Posted on 01/18/2018 9:56:24 AM PST by Quilla
Paul Krugman, who really, really, really wants you to know on his Twitter account that he's a Nobel laureate in economics, has made a name for himself for his bad economic forecasts.
So bad, in fact, that President Trump and the Republican Party have awarded him their top spot in their 2017 Fake News Awards, writing:
[Twenty seventeen] was a year of unrelenting bias, unfair news coverage, and even downright fake news. Studies have shown that over 90% of the media's coverage of President Trump is negative.
(Excerpt) Read more at americanthinker.com ...
Nope, my dollars have only ever decreased in purchasing power and there lies the problem. With your reasoning anyone who buys and holds gold or any other precious metal is a globalist that is hurting the US dollar. People are buying bitcoin for many of the same reasons they buy gold.
Bitcoin is volatile because crypto currency is in it's infancy. This is true of almost all emerging markets.
Deportation, repatriation, and the wall will help the U. S. to save upwards of $50 to $100 billion per year.
Trump has left many offices open, saving the cost of department heads.
He is looking to cut Welfare. People on unemployment are at the lowest numbers in 45 years. As of last August a report stated that food stamp usage had dropped to it’s lowest since 2010.
Trump is doing the right things, and the savings will increase.
Undercutting the dollar is when you print trillions of them out of thin air and devalue them.
It is not undercutting to go to a standard like gold, or bitcoin with it’s fixed number of coins.

########

Exercise task A
Repeat word for word everything in the Krugman forum thread from "Nope, my dollars" down to "lowest since 2010.".
Exercise task B
Supply the text that would come next in the Krugman forum thread, starting after its final sentence.
The entries come from a different source than the Krugman forum thread.

########

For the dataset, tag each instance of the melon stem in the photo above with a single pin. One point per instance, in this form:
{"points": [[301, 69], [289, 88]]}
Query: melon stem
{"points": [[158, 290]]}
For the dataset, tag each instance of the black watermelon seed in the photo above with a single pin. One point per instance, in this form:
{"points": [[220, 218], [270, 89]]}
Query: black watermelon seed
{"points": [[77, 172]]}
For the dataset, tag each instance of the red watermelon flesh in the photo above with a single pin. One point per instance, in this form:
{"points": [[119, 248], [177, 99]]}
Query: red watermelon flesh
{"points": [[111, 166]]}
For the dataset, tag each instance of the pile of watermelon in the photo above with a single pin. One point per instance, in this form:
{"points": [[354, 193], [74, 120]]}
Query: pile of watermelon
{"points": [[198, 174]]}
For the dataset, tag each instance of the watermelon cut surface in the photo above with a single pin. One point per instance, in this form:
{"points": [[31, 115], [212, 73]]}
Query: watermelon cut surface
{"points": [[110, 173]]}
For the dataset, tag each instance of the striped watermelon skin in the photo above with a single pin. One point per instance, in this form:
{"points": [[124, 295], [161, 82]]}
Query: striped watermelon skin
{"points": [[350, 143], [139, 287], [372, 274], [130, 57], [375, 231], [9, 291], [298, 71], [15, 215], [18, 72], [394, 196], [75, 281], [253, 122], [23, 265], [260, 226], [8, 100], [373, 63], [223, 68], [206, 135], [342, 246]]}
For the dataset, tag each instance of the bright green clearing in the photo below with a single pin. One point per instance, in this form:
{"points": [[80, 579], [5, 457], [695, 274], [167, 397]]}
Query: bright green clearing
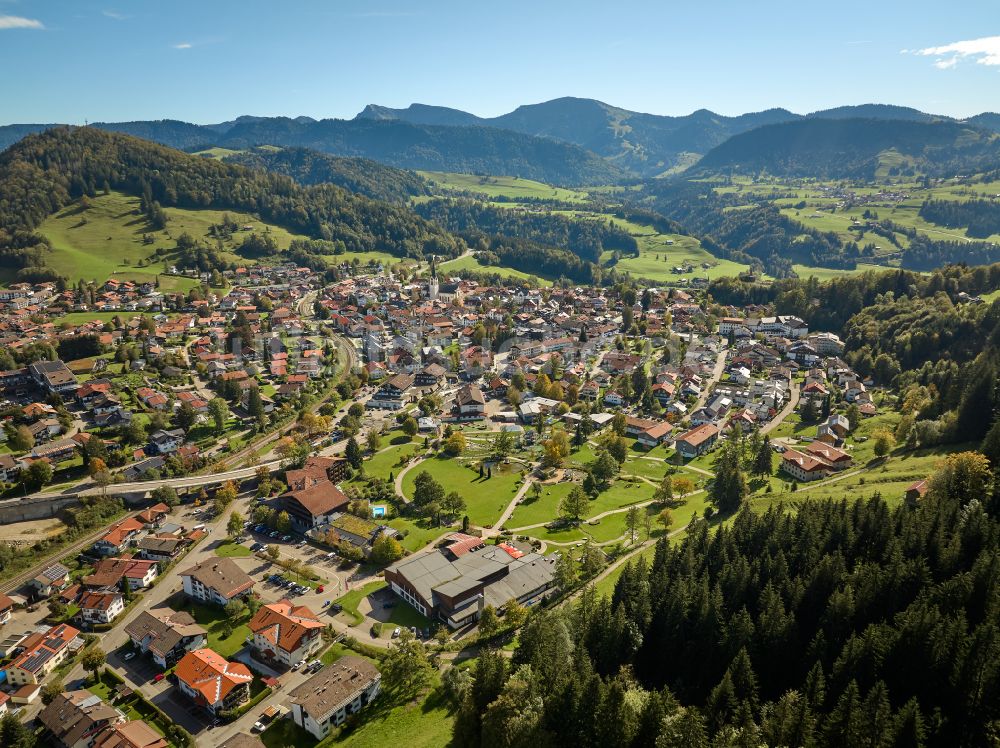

########

Exercise response A
Nope, my dollars have only ever decreased in purchasing power and there lies the problem. With your reasoning anyone who buys and holds gold or any other precious metal is a globalist that is hurting the US dollar. People are buying bitcoin for many of the same reasons they buy gold.
Bitcoin is volatile because crypto currency is in it's infancy. This is true of almost all emerging markets.
Deportation, repatriation, and the wall will help the U. S. to save upwards of $50 to $100 billion per year.
Trump has left many offices open, saving the cost of department heads.
He is looking to cut Welfare. People on unemployment are at the lowest numbers in 45 years. As of last August a report stated that food stamp usage had dropped to it’s lowest since 2010.

Exercise response B
They can’t regulate the currency, but they can regulate their people’s use of the currency and tax it.
They can’t directly manipulate it like they do now with their own currency where they can just print more money. Or people can easily counterfeit the money too. North Korea is known to counterfeit US money all the time.
It is volatile because it’s vapor.
This is not going to a gold standard.
It is an attempt to replace the dollar with another currency.
Crypto currency is no different.
So then we agree that spurious statements like its like a gold standard make zero sense when discussing cryptocurrency.
“The value of the U.S. dollar is backed up by the confidence in an economy that generates one of the largest (if not largest) GDPs in t”
That “confidence” in the dollar comes from us demonstrating responsible monetary policy, not from our economy. When we stripped away the gold standard, foreigners were basically told that we would not devalue their currency holdings by rampantly inflating the money supply like the Weimar Republic or Zimbabwe.
When we owe massive amounts of money, like 20 Trillion, and we move to devalue the dollar to make that debt easy to pay in increasingly worthless dollars, the confidence is sodomized.
And if you’re a Chinaman holding US debt, you don’t want to be paid out in dollars that have been inflated away. And you don’t want to buy or sell oil or other commodities using dollars. You might insist on gold or bitcoin.
Confidence in our currency is not fully connected with confidence in our currency.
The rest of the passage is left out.